_Instructions to follow_
Whatever appears in the listing, return all of it exactly.

_Material for the task_

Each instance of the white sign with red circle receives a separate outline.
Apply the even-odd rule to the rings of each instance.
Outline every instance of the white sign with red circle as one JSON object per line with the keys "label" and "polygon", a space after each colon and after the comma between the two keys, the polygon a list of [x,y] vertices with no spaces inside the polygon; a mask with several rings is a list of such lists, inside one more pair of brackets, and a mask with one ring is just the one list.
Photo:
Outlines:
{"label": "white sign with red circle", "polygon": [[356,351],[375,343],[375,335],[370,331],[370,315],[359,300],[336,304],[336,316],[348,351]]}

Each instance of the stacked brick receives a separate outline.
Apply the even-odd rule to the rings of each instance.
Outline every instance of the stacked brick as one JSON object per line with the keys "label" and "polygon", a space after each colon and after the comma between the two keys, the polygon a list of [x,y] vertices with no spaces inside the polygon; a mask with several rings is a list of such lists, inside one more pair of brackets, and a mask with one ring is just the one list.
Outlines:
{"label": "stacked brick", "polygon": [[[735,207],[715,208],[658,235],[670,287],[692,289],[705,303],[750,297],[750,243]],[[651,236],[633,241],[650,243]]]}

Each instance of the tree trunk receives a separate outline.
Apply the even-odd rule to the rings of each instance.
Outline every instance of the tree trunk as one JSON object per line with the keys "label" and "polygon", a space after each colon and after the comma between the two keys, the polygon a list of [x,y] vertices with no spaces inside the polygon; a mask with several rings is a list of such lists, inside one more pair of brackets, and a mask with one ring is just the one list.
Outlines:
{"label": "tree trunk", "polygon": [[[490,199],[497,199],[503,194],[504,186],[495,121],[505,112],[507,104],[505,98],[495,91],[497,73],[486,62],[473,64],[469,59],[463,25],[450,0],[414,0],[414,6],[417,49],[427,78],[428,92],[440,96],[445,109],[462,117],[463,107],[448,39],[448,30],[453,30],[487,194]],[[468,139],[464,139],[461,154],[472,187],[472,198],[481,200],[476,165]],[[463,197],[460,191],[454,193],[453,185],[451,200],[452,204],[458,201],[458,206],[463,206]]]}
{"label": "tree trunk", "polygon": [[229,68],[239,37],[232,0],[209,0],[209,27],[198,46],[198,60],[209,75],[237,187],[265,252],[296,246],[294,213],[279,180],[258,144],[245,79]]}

_Exercise output_
Each instance of the white sign with red circle receives a separate outline.
Apply the even-odd rule to the rings of each instance.
Outline every instance of the white sign with red circle as one JSON object per line with the keys "label" and "polygon", a space after each colon and after the comma between the two keys, the polygon a list of [x,y] vertices with no spaces inside the polygon; a mask with several rings is a list of such lists, inside one more pair of brackets, and a mask with one ring is just the one list.
Photo:
Outlines:
{"label": "white sign with red circle", "polygon": [[356,351],[375,343],[375,335],[370,331],[370,315],[359,300],[336,304],[336,316],[348,351]]}

Each instance of the stacked brick receives a separate outline.
Apply the even-odd rule to the rings of each instance.
Outline every instance of the stacked brick as one JSON object per line with the keys "label" and "polygon", a space after each colon and after the comma between the two keys, the polygon a list of [x,y] vertices with no spaces inside the polygon; a mask with several rings is a list of such lists, inside one more pair of brackets, and a mask with one ring is just the one list.
Outlines:
{"label": "stacked brick", "polygon": [[[735,207],[715,208],[658,235],[670,287],[692,289],[705,303],[750,297],[750,243]],[[651,236],[633,241],[650,243]]]}

Each instance of the tree trunk receives a separate outline.
Apply the even-odd rule to the rings of each instance.
Outline every instance of the tree trunk as one JSON object per line with the keys "label" and "polygon", a space after each colon and after the comma between the two keys, the polygon a list of [x,y] vertices with no spaces inside the polygon; a mask with several rings is a list of such lists, inside one more pair of brackets, and a mask with one ring is just the one list.
Outlines:
{"label": "tree trunk", "polygon": [[[490,199],[497,199],[503,194],[504,186],[495,121],[505,112],[507,104],[505,98],[495,91],[497,73],[486,62],[473,64],[469,59],[463,25],[450,0],[414,0],[414,6],[417,49],[427,78],[428,92],[440,96],[445,109],[462,117],[463,107],[448,39],[448,30],[453,30],[487,194]],[[468,139],[464,139],[461,154],[472,187],[472,198],[481,200],[476,165]],[[463,197],[460,191],[454,193],[453,185],[451,200],[452,204],[458,201],[458,206],[463,206]]]}
{"label": "tree trunk", "polygon": [[229,68],[239,37],[232,0],[209,0],[209,27],[198,46],[198,60],[209,75],[237,187],[265,252],[296,246],[294,213],[279,180],[258,144],[245,79]]}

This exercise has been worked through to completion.